Excerpted records: Begin

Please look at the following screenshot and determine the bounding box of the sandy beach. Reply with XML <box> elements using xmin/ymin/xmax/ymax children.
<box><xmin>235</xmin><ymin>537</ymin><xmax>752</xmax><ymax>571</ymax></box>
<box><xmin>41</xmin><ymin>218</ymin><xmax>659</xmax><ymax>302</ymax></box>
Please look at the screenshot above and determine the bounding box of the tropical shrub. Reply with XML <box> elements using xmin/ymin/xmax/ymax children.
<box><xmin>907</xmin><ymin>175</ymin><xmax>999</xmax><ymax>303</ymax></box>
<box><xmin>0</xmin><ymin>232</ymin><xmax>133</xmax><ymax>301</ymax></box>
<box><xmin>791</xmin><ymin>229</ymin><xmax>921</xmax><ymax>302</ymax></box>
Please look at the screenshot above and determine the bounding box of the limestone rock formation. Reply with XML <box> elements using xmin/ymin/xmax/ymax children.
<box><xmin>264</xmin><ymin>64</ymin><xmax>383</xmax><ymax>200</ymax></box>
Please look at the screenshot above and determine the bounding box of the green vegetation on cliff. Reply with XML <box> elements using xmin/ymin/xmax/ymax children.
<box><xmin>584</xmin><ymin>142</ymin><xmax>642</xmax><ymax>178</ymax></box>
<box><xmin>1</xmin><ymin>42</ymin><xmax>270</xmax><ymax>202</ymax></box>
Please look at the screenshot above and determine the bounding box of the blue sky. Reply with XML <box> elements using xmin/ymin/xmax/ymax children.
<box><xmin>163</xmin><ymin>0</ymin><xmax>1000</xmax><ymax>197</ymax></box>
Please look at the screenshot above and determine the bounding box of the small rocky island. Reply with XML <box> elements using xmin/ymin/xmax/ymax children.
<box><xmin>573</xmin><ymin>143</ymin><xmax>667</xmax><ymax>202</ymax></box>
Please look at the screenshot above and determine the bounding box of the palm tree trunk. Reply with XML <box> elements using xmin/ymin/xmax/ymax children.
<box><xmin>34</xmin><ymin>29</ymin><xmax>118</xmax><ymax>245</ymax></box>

Excerpted records: End

* [Work required]: Each line from the one that includes "of the green" down to the close of the records above is to be given again exactly, and no other line is to appear.

* [Result of this exercise]:
Please look at the screenshot above and determine the bounding box of the green vegetation on cliff. Reply with XML <box> elements using xmin/ymin/xmax/ymax children.
<box><xmin>584</xmin><ymin>142</ymin><xmax>642</xmax><ymax>178</ymax></box>
<box><xmin>1</xmin><ymin>42</ymin><xmax>270</xmax><ymax>202</ymax></box>
Please look at the screenshot above and determine the bounding box of the blue sky. Reply with XML <box> elements using xmin/ymin/xmax/ymax children.
<box><xmin>163</xmin><ymin>0</ymin><xmax>1000</xmax><ymax>197</ymax></box>
Please look at the screenshot above and determine the bounding box of the small rocky island. Reply with XML <box> elements using xmin/ymin/xmax/ymax children.
<box><xmin>573</xmin><ymin>143</ymin><xmax>667</xmax><ymax>202</ymax></box>
Please look at the screenshot above and determine the bounding box of the palm tree trunk. Reply with XML <box> elements using xmin/ymin/xmax/ymax children.
<box><xmin>34</xmin><ymin>29</ymin><xmax>118</xmax><ymax>245</ymax></box>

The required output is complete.